- **GOAL**
Reproduce every entry exactly.

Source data

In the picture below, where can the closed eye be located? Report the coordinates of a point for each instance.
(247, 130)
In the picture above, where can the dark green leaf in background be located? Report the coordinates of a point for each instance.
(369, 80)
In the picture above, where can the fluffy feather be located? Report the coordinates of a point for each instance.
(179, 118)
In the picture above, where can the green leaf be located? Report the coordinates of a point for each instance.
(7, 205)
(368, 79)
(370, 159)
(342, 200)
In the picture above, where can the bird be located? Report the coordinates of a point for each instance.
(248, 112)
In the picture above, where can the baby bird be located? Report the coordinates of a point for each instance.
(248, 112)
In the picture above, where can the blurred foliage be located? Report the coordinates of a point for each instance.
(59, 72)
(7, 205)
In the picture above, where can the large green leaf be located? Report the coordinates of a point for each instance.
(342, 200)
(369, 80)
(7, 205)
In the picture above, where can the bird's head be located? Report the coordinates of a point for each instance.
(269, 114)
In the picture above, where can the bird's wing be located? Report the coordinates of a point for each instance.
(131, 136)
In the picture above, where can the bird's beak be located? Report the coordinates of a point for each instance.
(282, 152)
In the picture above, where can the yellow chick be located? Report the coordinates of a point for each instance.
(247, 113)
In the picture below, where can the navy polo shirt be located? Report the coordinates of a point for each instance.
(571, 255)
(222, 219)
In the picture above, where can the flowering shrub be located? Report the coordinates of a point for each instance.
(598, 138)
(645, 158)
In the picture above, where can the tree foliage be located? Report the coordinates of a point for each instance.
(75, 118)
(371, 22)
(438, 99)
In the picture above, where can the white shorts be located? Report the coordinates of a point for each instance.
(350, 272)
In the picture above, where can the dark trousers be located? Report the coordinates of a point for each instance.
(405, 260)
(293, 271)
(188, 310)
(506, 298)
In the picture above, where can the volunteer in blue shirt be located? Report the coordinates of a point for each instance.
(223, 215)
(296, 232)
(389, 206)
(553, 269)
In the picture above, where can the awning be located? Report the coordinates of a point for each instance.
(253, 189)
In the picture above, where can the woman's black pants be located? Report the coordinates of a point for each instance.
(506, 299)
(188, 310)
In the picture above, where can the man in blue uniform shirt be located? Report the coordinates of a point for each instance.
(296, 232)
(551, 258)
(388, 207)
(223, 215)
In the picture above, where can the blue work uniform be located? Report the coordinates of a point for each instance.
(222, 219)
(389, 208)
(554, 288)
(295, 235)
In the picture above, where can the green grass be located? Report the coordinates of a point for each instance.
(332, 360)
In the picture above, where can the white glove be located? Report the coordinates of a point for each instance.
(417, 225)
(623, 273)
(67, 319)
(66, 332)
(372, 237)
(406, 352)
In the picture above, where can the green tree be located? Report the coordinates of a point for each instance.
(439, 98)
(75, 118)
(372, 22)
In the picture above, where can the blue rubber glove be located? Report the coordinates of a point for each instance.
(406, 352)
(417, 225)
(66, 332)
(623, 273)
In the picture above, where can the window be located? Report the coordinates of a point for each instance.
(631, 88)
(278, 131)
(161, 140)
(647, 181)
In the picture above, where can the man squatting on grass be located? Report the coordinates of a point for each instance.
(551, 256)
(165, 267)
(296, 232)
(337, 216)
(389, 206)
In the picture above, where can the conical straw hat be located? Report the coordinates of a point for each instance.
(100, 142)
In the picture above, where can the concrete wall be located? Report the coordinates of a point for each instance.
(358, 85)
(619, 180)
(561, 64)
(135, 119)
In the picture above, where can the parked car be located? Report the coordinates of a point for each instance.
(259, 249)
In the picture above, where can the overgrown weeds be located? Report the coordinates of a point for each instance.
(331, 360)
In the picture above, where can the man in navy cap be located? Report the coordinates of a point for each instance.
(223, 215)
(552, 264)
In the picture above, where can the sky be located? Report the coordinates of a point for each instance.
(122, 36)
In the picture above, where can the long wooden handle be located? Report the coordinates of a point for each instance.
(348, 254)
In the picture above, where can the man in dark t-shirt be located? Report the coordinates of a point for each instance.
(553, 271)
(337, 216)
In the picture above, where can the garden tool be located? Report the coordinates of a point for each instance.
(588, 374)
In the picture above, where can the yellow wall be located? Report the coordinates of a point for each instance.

- **TASK RESPONSE**
In the picture below, where can the closed eye be located? Report the coordinates of a point for each instance.
(247, 130)
In the picture above, where can the dark green leaf in background be located? Report the coordinates of a point for each instance.
(369, 80)
In the picture above, where can the fluffy feather be located? Report the coordinates of a point for each instance.
(179, 118)
In the picture above, where can the green leaf be located? Report the coordinates of a point for each instance.
(7, 205)
(368, 79)
(370, 159)
(342, 200)
In the picture above, where can the bird be located? Report the coordinates of a point for each instance.
(248, 112)
In the picture above, where can the baby bird be located? Report the coordinates of a point for each instance.
(248, 112)
In the picture above, where can the blurred foliage be located? Report the coordinates of a point for each instance.
(59, 72)
(7, 205)
In the picture above, where can the large green leaf be located? Report the coordinates of a point for each instance.
(342, 200)
(369, 80)
(7, 205)
In the picture above, where can the bird's head be located? Report the coordinates of a point for each instance.
(269, 114)
In the picture above, where can the bird's wing be located? Report the coordinates of a point for each instance.
(131, 136)
In the picture above, where can the bird's beak be located? Report the coordinates of a point for each instance.
(282, 152)
In the picture above, where can the yellow chick be located? Report the coordinates of a point for each instance.
(247, 113)
In the picture below, where can the navy polo shirt be located? Report the coordinates of a point for each instance.
(571, 255)
(222, 219)
In the picture above, where can the flowering shrub be located? Report the coordinates of a point for each instance.
(598, 138)
(645, 158)
In the picture above, where can the tree foliage be located? Report the coordinates of a point for each instance.
(75, 118)
(371, 22)
(438, 99)
In the picture above, where can the white shorts be located? Report the coordinates of a point for each instance.
(350, 272)
In the picture above, where can the dark trousers be located? Report the coordinates of a point for each instance.
(405, 260)
(293, 271)
(188, 310)
(506, 298)
In the picture above, where can the volunteer in blue shirt be located? Report the coordinates of a point for each instance.
(223, 215)
(296, 232)
(389, 206)
(553, 269)
In the picture above, where can the awning be located? Report the coordinates of a point for each instance.
(253, 189)
In the picture above, where can the woman's black pants be located? Report the coordinates of a point for each instance.
(506, 299)
(188, 310)
In the picture above, where can the man in blue uniform shirt be located? Report the coordinates of a point for each instance.
(296, 232)
(551, 258)
(388, 207)
(223, 215)
In the picture above, where can the blue work uniform be located? Report the coordinates of a point for each instance.
(222, 219)
(389, 208)
(554, 288)
(295, 235)
In the picture above, where can the green grass be located? Report the coordinates of a point for each instance.
(332, 360)
In the picture above, where can the white glove be located? Report the coordinates of a point for each instance.
(417, 225)
(623, 273)
(67, 319)
(66, 332)
(372, 237)
(406, 352)
In the picture above, where can the green tree be located? Report the coordinates of a point for each instance.
(439, 98)
(75, 118)
(372, 22)
In the picture above, where can the blue rubber glove be located? Report the coordinates of a point for each instance.
(406, 352)
(417, 225)
(66, 332)
(623, 273)
In the picture above, where can the window be located? Report the coordinates of a point for each instance.
(631, 88)
(278, 131)
(161, 140)
(647, 181)
In the picture above, where can the man squatting on grass be located? Report the coordinates of a point for each instance.
(551, 256)
(165, 267)
(296, 232)
(337, 216)
(389, 206)
In the picture above, where can the conical straw hat be located? Report the coordinates of a point for each instance.
(100, 142)
In the picture above, where can the concrete wall be located? Report the coordinates of a point for each instance.
(358, 85)
(619, 180)
(561, 64)
(135, 119)
In the picture above, where can the parked car be located? Report the coordinates of a point for each instance.
(259, 249)
In the picture above, where can the overgrown weeds be located? Report the coordinates of a point for each instance.
(331, 360)
In the picture above, where can the man in navy cap be located? Report the coordinates of a point for each instance.
(223, 215)
(552, 264)
In the picture above, where can the sky be located? Report the coordinates of a point for each instance.
(122, 36)
In the picture above, where can the long wooden handle be located? Report the coordinates of a point for each instance.
(348, 254)
In the picture above, where can the man in dark t-shirt be located? Report the coordinates of a point for each instance.
(553, 271)
(337, 216)
In the picture above, where can the garden tool be located? Report the coordinates of a point for each instance.
(588, 374)
In the picture above, where can the yellow wall be located? Report the coordinates of a point for each instance.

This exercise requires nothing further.